Restate the data exactly as given and keep the pictures out.

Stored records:

· · ·

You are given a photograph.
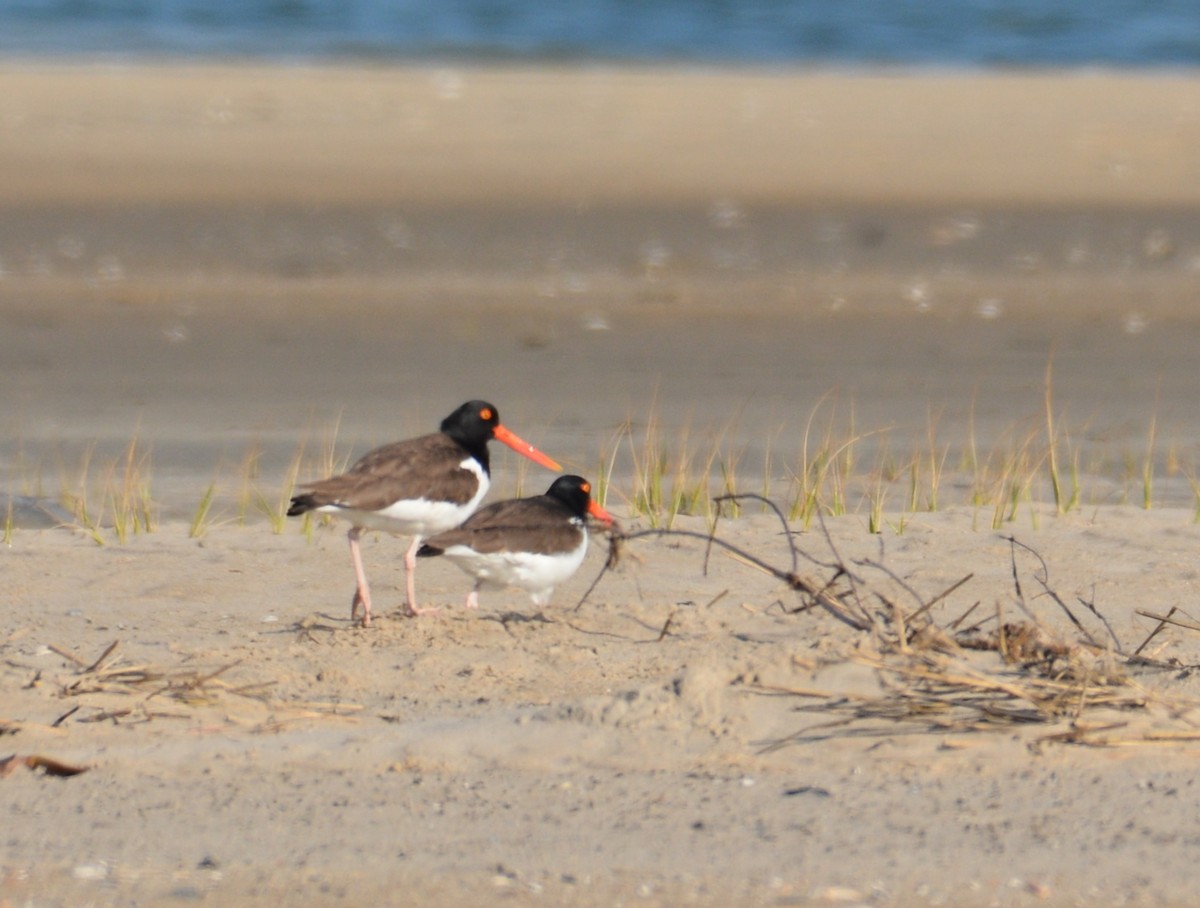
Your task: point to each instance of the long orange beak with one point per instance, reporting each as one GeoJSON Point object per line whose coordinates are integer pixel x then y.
{"type": "Point", "coordinates": [599, 512]}
{"type": "Point", "coordinates": [523, 448]}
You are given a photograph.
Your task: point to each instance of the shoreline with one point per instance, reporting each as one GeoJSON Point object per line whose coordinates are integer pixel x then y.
{"type": "Point", "coordinates": [601, 133]}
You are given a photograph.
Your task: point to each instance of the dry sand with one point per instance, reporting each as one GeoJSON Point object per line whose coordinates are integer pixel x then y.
{"type": "Point", "coordinates": [227, 259]}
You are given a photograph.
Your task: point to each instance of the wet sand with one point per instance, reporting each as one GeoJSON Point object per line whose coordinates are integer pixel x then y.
{"type": "Point", "coordinates": [228, 260]}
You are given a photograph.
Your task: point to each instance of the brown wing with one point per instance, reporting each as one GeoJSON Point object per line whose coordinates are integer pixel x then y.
{"type": "Point", "coordinates": [523, 524]}
{"type": "Point", "coordinates": [426, 467]}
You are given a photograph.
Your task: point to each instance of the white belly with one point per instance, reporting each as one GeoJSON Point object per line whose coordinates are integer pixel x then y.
{"type": "Point", "coordinates": [417, 516]}
{"type": "Point", "coordinates": [537, 573]}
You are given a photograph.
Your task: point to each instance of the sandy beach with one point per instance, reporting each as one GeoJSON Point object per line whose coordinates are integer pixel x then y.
{"type": "Point", "coordinates": [258, 272]}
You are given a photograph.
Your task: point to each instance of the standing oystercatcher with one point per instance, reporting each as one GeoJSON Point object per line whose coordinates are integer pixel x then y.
{"type": "Point", "coordinates": [529, 542]}
{"type": "Point", "coordinates": [415, 488]}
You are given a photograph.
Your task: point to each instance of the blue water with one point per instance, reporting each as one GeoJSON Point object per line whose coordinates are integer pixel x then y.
{"type": "Point", "coordinates": [852, 32]}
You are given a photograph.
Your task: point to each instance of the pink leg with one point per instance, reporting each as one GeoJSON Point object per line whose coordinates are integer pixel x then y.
{"type": "Point", "coordinates": [411, 608]}
{"type": "Point", "coordinates": [363, 593]}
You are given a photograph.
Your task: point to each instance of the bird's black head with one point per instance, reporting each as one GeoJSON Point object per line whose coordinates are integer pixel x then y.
{"type": "Point", "coordinates": [473, 425]}
{"type": "Point", "coordinates": [575, 492]}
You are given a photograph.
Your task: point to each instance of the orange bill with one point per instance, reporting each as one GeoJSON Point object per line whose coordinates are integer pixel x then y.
{"type": "Point", "coordinates": [599, 512]}
{"type": "Point", "coordinates": [523, 448]}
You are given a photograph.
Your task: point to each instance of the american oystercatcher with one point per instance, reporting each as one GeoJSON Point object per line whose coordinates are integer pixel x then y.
{"type": "Point", "coordinates": [534, 543]}
{"type": "Point", "coordinates": [415, 488]}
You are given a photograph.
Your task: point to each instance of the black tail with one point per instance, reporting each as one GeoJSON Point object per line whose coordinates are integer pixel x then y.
{"type": "Point", "coordinates": [301, 504]}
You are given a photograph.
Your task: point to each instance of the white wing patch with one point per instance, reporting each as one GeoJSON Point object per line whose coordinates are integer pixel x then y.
{"type": "Point", "coordinates": [418, 516]}
{"type": "Point", "coordinates": [534, 572]}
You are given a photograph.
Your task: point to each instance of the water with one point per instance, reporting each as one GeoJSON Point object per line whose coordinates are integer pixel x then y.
{"type": "Point", "coordinates": [851, 32]}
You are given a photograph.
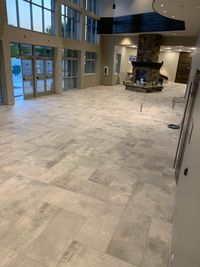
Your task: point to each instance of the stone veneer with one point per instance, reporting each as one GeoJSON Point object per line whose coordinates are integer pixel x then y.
{"type": "Point", "coordinates": [149, 47]}
{"type": "Point", "coordinates": [148, 51]}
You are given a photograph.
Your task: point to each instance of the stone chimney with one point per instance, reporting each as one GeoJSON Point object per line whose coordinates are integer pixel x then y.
{"type": "Point", "coordinates": [149, 47]}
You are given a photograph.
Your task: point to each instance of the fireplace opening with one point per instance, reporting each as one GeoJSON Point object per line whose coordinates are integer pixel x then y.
{"type": "Point", "coordinates": [141, 75]}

· · ·

▶ [REPLY TO THE TASK]:
You are given a photograph.
Your task: point to each instance of the long orange beak with one point per instance, reporting each as one GeoJSON Point object per line whose coordinates are integer pixel x then y.
{"type": "Point", "coordinates": [599, 512]}
{"type": "Point", "coordinates": [523, 448]}
You are given a photograph.
Your task: point to each instance of the shoreline with one point per instance, reporting each as one GeoJSON Point object per line whose coordinates are integer pixel x then y.
{"type": "Point", "coordinates": [601, 133]}
You are given a photograph.
Your task: point to each instance of the dry sand with one point per instance, reporting each as one GeoJSON Point object per line whose coordinates are integer pixel x then y.
{"type": "Point", "coordinates": [227, 259]}
You are given a photograph.
Your task: point to each instance of the wet sand with one point per instance, reporting each as one GeoJSON Point object per line whose coordinates are integer pixel x then y.
{"type": "Point", "coordinates": [228, 260]}
You are given a photograph.
Your task: point to each instance of the brown wing with one point per instance, reporting each as one GeoJSON Point object per line whose coordinates are integer pixel x then y.
{"type": "Point", "coordinates": [523, 524]}
{"type": "Point", "coordinates": [426, 467]}
You are given a photograph.
Your task: point to each instance of the white belly with one point per instance, reporting each as one GeoJSON Point object per line whose coordinates are integer pixel x then y.
{"type": "Point", "coordinates": [417, 516]}
{"type": "Point", "coordinates": [537, 573]}
You are given a photograph.
Your task: point to each instance of the sandy beach with one point per instance, reporting each as one GeoJSON Point object per line whose coordinates are integer pixel x then y.
{"type": "Point", "coordinates": [258, 272]}
You are given a photograph.
Your task: point to each instance of the standing oystercatcher with one point per instance, reporting each as one GeoJSON Point object per line whose coordinates are integer pixel x then y.
{"type": "Point", "coordinates": [529, 542]}
{"type": "Point", "coordinates": [415, 488]}
You are given a photograph.
Your task: point to each instance of the blue water with one point per instance, reporting each as one GeoJSON Point object per line whose coordinates are integer pixel x then y.
{"type": "Point", "coordinates": [852, 32]}
You are given a photograph.
Your task: point to each instance of the pink leg with one point per instance, reporting each as one GeoJSON Point object per line whose coordinates are integer pixel x then y.
{"type": "Point", "coordinates": [411, 608]}
{"type": "Point", "coordinates": [363, 593]}
You are given a photograph.
Your task: point to each instance of the bird's black head with one point per instance, reporting each as one GeoJSON Point object per line whose coordinates are integer pixel x then y.
{"type": "Point", "coordinates": [473, 425]}
{"type": "Point", "coordinates": [575, 492]}
You are given a photograph.
Your task: point to each instance of the orange bill with one point per instance, reporting each as one GeoJSON Point object per line whose coordinates are integer pixel x then y.
{"type": "Point", "coordinates": [599, 512]}
{"type": "Point", "coordinates": [523, 448]}
You are given a photograph.
Your task: point to each instance of the american oystercatcher with one point per instance, reporting each as one GeoJSON Point object per line whose coordinates are integer pixel x then y.
{"type": "Point", "coordinates": [534, 543]}
{"type": "Point", "coordinates": [415, 488]}
You are given a photograph.
Your task: point to each instance of the black tail with one point per instance, reporting each as one GeoJSON Point object per line whose coordinates are integer pixel x then y.
{"type": "Point", "coordinates": [301, 504]}
You are given a photograph.
Your task: point to each instance of the white wing patch with one point per instance, reporting each as one GeoJSON Point object per line whose coordinates are integer pixel x then y.
{"type": "Point", "coordinates": [418, 516]}
{"type": "Point", "coordinates": [534, 572]}
You are given a photograph.
Your task: point to each instance of the water with one point per instance, reporting each as one GeoJSON Point object per line whose coordinates are integer pixel x then y.
{"type": "Point", "coordinates": [851, 32]}
You are given a photograph.
Your task: point to each instance of the stone veneer with one point per instance, reporting each as one GeoJSON Point object per line whose coordinates are integer pixel x then y.
{"type": "Point", "coordinates": [149, 47]}
{"type": "Point", "coordinates": [148, 51]}
You are given a photograph.
Your task: point to each instance of the stone chimney with one point per instance, reporting each as one GeoJSON Point object per line whose coordinates are integer pixel x then y.
{"type": "Point", "coordinates": [149, 47]}
You are given a photograph.
Your task: point to each instance of the fireplace opening with one point per instance, reporting each as one GeoJSON Point object per line whose coordinates are integer pixel x then y.
{"type": "Point", "coordinates": [141, 75]}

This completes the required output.